TEXT SECTION
Act 2 of Hearthstones 3-part “Year of the Dragon” storyline is set to release on September 17th, and my card-slinging ass is currently experiencing a frankly underwhelming 5/10 on the hype scale. So, what gives? Join me in my adventure through 1 thing I want, 1 thing I like, and 1 thing that concerns me.
…And for those of you who haven’t quite caught up yet, here’s the official developer video explaining the gamemode:
Like: Dual-Class heroes and Signature treasures
Each of Saviors of Uldum’s four playable heroes will draw on a card pool filled with cards from two classes, allowing players to build a deck unlike those seen in standard play. Reno Jackson combines his Rogue tendencies with Mage cards, Elise Starseeker represents both Druids and Priests, The brash Brann Bronzebeard combines Hunter beast-mastery with Warrior might, and Sir Finley Mrrglton channels the light of the Paladin and the elements of the Shaman. Whilst this means that Warlock cards will be largely absent from the gamemode (At least as far as the player is concerned), the effect will theoretically refresh the gameplay experience and create something that doesn’t feel like a repeat of ‘The Great Dalaran Heist’, just like how last years’ ‘Rumble Run’ and ‘Monster Hunt’ modes felt distinct despite sharing a formula.
When ‘Kobold and Catacombs’ released in late 2017, it was unlike any prior hearthstone experience. Embracing roguelike elements and a build-as-you-go deck, the Dungeon Run built on the foundational principles of previous hearthstone adventures and put real effort into making a brand new kind of card-game experience. In doing so, it became the new blueprint for solo content, with every one of the five expansions to release since bar one presenting some variation on that same core concept. But despite custom classes in ‘Monster Hunt’, shrines in ‘Rastakhan’s Rumble’, and expanded starting decks in ‘Rise of Shadows’, the formula is starting to stale. There are only so many ways you can present a random selection of the same few dozen playstyles, and playing good ol’ Big Priest and Token Druid is starting to get old.

DATA TO EXAMINE
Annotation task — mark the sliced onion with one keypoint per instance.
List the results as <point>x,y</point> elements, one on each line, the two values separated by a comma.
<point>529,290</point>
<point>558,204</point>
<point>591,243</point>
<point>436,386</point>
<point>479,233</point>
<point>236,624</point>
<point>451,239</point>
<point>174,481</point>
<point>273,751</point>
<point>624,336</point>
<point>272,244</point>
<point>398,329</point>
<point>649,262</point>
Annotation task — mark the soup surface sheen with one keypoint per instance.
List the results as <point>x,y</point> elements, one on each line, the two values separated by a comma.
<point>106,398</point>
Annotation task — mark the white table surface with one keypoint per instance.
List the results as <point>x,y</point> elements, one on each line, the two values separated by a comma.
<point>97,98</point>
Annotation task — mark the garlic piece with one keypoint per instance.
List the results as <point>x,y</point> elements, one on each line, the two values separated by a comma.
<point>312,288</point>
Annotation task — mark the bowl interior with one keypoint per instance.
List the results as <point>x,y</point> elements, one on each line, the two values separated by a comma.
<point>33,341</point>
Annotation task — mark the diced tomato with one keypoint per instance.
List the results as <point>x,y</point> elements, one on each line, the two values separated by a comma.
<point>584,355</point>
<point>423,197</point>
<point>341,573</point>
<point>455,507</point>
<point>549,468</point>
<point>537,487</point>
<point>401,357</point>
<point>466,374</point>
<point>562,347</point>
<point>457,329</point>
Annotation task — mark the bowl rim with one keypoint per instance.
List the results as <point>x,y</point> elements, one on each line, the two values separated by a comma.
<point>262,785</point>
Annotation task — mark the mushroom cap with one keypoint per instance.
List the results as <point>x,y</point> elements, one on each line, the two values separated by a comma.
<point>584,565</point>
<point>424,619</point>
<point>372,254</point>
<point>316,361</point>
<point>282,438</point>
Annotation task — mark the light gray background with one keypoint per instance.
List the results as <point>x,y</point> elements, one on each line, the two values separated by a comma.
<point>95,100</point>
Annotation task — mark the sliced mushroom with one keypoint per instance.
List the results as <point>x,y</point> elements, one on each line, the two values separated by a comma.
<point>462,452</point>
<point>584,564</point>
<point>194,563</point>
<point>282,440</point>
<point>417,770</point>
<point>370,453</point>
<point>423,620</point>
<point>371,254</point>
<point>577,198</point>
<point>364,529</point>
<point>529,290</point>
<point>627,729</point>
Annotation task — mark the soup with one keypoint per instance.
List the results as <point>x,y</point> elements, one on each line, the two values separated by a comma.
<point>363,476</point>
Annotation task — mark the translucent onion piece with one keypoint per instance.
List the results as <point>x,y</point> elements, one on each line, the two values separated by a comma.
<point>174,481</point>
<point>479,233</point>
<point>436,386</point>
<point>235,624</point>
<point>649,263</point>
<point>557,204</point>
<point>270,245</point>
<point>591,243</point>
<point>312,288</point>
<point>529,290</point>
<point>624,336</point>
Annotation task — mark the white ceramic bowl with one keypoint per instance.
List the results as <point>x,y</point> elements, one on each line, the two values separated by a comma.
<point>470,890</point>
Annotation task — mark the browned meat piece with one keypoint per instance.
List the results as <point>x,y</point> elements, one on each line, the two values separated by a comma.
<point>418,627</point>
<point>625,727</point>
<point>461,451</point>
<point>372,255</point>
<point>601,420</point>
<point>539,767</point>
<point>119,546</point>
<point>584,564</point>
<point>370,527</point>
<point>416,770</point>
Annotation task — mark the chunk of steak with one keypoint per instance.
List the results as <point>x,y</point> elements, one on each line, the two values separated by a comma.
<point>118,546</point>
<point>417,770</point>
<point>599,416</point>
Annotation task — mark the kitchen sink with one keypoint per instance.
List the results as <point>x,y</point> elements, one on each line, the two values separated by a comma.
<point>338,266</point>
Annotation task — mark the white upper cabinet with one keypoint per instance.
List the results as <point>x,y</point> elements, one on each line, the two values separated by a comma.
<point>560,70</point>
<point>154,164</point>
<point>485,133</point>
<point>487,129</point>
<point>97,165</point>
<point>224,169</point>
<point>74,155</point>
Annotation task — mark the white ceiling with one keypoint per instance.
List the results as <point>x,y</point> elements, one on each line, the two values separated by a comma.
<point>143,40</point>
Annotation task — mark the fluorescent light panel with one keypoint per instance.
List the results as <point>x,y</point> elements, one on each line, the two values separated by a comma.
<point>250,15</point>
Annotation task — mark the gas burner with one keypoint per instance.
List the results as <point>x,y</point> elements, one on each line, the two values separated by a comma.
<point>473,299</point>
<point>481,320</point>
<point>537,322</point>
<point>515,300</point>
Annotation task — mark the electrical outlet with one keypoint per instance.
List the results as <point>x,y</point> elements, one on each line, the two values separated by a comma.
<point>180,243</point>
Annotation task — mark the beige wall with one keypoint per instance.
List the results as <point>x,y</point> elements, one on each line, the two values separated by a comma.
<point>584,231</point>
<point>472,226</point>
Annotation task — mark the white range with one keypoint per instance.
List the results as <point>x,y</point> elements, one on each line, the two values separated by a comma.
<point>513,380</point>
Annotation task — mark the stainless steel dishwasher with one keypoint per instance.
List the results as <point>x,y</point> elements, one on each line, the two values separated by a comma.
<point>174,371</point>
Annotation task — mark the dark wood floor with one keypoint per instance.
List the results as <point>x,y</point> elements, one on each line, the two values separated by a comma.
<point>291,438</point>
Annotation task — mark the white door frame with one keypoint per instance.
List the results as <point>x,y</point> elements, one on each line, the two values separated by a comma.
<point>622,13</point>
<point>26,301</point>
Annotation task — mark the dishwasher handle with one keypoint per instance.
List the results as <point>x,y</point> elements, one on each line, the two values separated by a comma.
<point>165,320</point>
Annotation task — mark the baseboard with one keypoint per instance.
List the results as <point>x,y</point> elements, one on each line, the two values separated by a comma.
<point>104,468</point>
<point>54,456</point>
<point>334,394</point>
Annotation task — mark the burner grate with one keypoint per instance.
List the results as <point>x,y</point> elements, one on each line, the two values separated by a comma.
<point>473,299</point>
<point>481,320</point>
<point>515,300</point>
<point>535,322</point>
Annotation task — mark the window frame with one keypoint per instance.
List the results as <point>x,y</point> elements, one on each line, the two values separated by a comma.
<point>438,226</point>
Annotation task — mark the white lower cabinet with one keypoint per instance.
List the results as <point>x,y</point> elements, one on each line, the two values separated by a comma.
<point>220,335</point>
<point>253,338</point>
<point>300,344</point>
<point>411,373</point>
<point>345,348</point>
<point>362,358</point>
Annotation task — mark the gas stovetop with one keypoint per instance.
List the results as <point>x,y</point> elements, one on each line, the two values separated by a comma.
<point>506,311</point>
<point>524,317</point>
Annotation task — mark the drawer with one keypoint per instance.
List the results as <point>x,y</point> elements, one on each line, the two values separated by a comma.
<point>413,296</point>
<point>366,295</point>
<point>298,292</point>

TASKS TO COMPLETE
• 1. According to the Hearthstone text, which two classes does Elise Starseeker represent?
• 2. Reproduce the Hearthstone text word for word, starting with "Act 2 of Hearthstones" and going on through "that concerns me.".
The lines come from a separate source unrelated to the Hearthstone text.

SOLUTIONS BELOW
• 1. Druids and Priests.

• 2.
Act 2 of Hearthstones 3-part “Year of the Dragon” storyline is set to release on September 17th, and my card-slinging ass is currently experiencing a frankly underwhelming 5/10 on the hype scale. So, what gives? Join me in my adventure through 1 thing I want, 1 thing I like, and 1 thing that concerns me.